====== Excerpt provided

# Newbie from *H*A*W*A*I*I* ::shakaz::



## obsessed_girl07 (Apr 7, 2005)

Saw this board and HAD to join (especially since everyone seems so nice and very helpful)!!!!!  Kinda sucks though since I live in Hawaii, by the time I get on, everyone is sleeping....  Also REALLY SUCKS cause on the island that I live, there's only a MAC counter at Macy's...that's all  
	

	
	
		
		

		
			





 We do have a freestanding store on another island...but a 50min plane ride is like $200 (money I'd rather spend on MAC!)  Most of my MU (I loooove pigments!!!) I have to get online.  Oh well, thanks for listening (reading), hope to chat with everyone eventually!


----------



## Sanne (Apr 7, 2005)

Hi obsessed_girl07, welocme to specktra!!!

============
====== Data extract

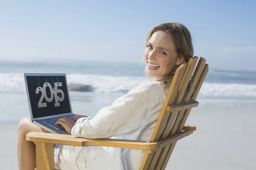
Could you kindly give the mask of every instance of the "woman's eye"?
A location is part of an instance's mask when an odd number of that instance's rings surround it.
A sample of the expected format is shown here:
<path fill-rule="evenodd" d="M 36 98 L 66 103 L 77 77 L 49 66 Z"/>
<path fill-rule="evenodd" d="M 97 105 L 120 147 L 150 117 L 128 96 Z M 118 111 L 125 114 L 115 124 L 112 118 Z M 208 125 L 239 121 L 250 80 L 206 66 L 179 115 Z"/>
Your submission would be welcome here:
<path fill-rule="evenodd" d="M 163 51 L 160 51 L 160 52 L 161 53 L 162 53 L 162 54 L 166 54 L 165 52 Z"/>
<path fill-rule="evenodd" d="M 150 49 L 153 49 L 153 47 L 151 45 L 148 45 L 148 47 Z"/>

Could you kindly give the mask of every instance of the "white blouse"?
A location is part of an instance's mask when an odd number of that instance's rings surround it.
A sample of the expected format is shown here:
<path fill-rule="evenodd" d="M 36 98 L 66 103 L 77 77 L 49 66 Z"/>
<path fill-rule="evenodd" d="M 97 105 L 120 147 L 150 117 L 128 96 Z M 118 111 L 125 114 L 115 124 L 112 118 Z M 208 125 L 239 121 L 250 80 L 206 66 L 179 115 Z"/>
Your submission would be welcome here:
<path fill-rule="evenodd" d="M 95 116 L 79 119 L 72 135 L 87 139 L 150 140 L 164 102 L 163 85 L 163 82 L 151 81 L 134 87 Z M 166 95 L 168 90 L 165 89 Z M 61 170 L 137 170 L 144 155 L 137 150 L 56 145 L 55 165 Z"/>

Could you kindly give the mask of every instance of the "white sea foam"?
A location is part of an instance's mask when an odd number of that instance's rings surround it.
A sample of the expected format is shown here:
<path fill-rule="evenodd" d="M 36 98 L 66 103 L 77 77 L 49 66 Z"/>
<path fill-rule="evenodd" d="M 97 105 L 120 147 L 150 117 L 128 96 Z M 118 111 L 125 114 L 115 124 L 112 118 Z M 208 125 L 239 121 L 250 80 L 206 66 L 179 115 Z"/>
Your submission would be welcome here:
<path fill-rule="evenodd" d="M 25 93 L 22 74 L 0 74 L 0 91 Z M 122 92 L 145 81 L 145 77 L 113 76 L 89 74 L 67 74 L 70 91 L 96 93 Z M 238 98 L 256 99 L 256 85 L 204 82 L 199 94 L 207 98 Z"/>

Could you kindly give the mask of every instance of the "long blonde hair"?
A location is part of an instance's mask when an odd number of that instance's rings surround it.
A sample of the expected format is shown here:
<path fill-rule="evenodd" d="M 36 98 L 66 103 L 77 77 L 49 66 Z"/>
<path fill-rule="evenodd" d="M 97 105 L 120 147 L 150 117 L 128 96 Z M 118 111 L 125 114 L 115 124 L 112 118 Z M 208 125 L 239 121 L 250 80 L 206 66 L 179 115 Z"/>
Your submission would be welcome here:
<path fill-rule="evenodd" d="M 194 47 L 192 43 L 191 35 L 188 29 L 183 25 L 175 23 L 166 23 L 159 24 L 151 29 L 146 42 L 146 47 L 148 42 L 155 32 L 162 31 L 167 32 L 171 36 L 175 46 L 178 57 L 183 60 L 184 62 L 188 62 L 189 59 L 194 55 Z M 173 70 L 168 74 L 156 79 L 157 81 L 164 82 L 163 89 L 167 83 L 171 83 L 176 70 L 179 65 L 176 65 Z M 145 74 L 146 74 L 145 69 Z M 184 97 L 188 94 L 191 88 L 190 83 L 189 84 L 185 92 Z M 184 97 L 185 98 L 185 97 Z"/>

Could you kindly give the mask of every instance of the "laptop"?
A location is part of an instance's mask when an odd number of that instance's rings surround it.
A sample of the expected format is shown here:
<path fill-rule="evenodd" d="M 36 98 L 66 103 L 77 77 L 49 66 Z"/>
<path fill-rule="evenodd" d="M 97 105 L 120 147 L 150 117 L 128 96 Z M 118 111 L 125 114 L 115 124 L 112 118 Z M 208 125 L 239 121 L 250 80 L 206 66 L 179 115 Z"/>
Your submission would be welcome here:
<path fill-rule="evenodd" d="M 24 73 L 24 77 L 33 123 L 52 133 L 68 134 L 61 125 L 55 125 L 61 117 L 76 115 L 66 74 Z"/>

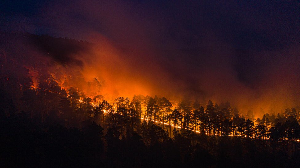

============

■ Goal: Return the passage of the forum thread starting with "We do have a" and going on through "welocme to specktra!!!", copied word for word.

■ Completed exercise:
We do have a freestanding store on another island...but a 50min plane ride is like $200 (money I'd rather spend on MAC!)  Most of my MU (I loooove pigments!!!) I have to get online.  Oh well, thanks for listening (reading), hope to chat with everyone eventually!


----------



## Sanne (Apr 7, 2005)

Hi obsessed_girl07, welocme to specktra!!!